## ИСХОДНЫЙ ТЕКСТ
....

Он чувствовал себя глупой мушкой, самовольно заползающей в прозрачную, искусно сплетённую паучью паутину. Мушка уже вырвалась из неё однажды, но теперь вернулась; мушка сама приклеилась слабыми крылышками к белым нитям, сама дала связать себя и запутать, и теперь трепещет, ожидая, когда паука настигнет голод. Как смешон, как глуп он был! Криденс всё осознавал и ничего не мог поделать. Ему действительно нечего терять, кроме тех остатков задетой гордости, что у него когда-то были. В отрицании он замотал головой, наверное, слегка ударяя Гриндевальда виском; Криденс тихо и униженно хныкал, как обиженный ребёнок, знающий, что делает что-то не совсем правильное, но всё равно делающий - даже если наказание будет поджидать его за самым углом. Его жилет, купленный ещё во время французских гастролей, теперь был покрыт пылью и грязью, и болтался, точно ошмёток половой тряпки, на правом плече. Из окна библиотеки неслись искажённые ноты скрипки. Концерт оканчивался.

Отредактировано Credence Barebone (2018-06-21 11:28:37)

+1

9

Геллерт ничего не говорил и просто молчал, не отпуская и не отступая и от Криденса до тех пор, пока тот сам этого не захотел. Мужчина не напрашивался, не планировал мозолить глаза, как не собирался и уходить. Мальчишка сам не знал, чего желал, капризничал и терялся, но если в самом начале - тогда - Гриндевлаьд не понимал, не видел, ибо не знал, истинных причин, то теперь они были известны. И эти причины, эта истина, меняла очень многое. Нет, она не подарила волшебнику способность сострадать, испытывать жалость или проникаться другими вне выгоды и собственной цели. Однако она дала причины вести себя иначе, смотреть иначе, воспринимать этот новый, совершенно уникальный опыт в истории магии иначе тоже. Интересоваться искренне, вникать. Не пренебрегать, что стоило очень дорого, если знать этого человека хоть немного.
- Криденс, - произнёс Геллерт негромко, но очень чётко, направленно прямо для и в Бэрбоуна, - Криденс, ты теперь сможешь. Я рядом, - он осторожно протянул ему руку. Это была та же самая рука, что он протягивал прежде. Та же самая рука, которой исцелял, гладил, поддерживал. И что бы им тогда не руководило, всё это действительно было. Не иллюзия и не игра молодого воображения. И сейчас эта рука снова тянулась к нему, предлагая то, чего не дала в прошлый раз. По глупости, по внимательности, по, дракклы дери это признание самому себе, излишней зацикленности и неожиданной ограниченности фантазии. То, что не распознала, но то, что предложила, появись бы у неё шанс на исправление. И шанс появился. Шанс, который Гриндевальд не намеревался упускать, теперь уж точно вцепившись в него зубами и используя разумно, от и до, полностью. Теперь мужчина знал, насколько уникальна ситуация и насколько многому он сам, величайший из маголв, способен в ней научиться. И что оказалось у его рук, ног, плеча. То предсказание,которое он услышал когда-то и приведшее его в Нью-Йорк, не обмануло - это судьба. Геллерт смотрел на забитого, сомневающегося, внутренне бьющегося о само своё бытие сквиба-обскурию и видел это очень чётко. - Я помогу тебе, Криденс, - едва наклонился к мальчишке, заглядывая ему в лицо и не отпуская руку. - Я помогу тебе, - медленнее, ещё отчётливее, доверительно, вкрадчево. Пускай услышит и даст свою руку. Больше Геллерту не нужно ничего, этого будет достаточно, чтобы подтвердить - возможность перехвачена, судьба благородно и заботливо пошла ва-банк.

....

## СОХРАНЁННЫЕ ДАННЫЕ
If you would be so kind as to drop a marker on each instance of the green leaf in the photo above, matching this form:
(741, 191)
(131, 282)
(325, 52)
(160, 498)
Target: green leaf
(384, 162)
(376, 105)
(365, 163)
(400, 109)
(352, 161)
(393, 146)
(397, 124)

....

Когда, согласно исходному тексту, был куплен жилет Криденса?

## ГОТОВЫЙ ОТВЕТ
Во время французских гастролей.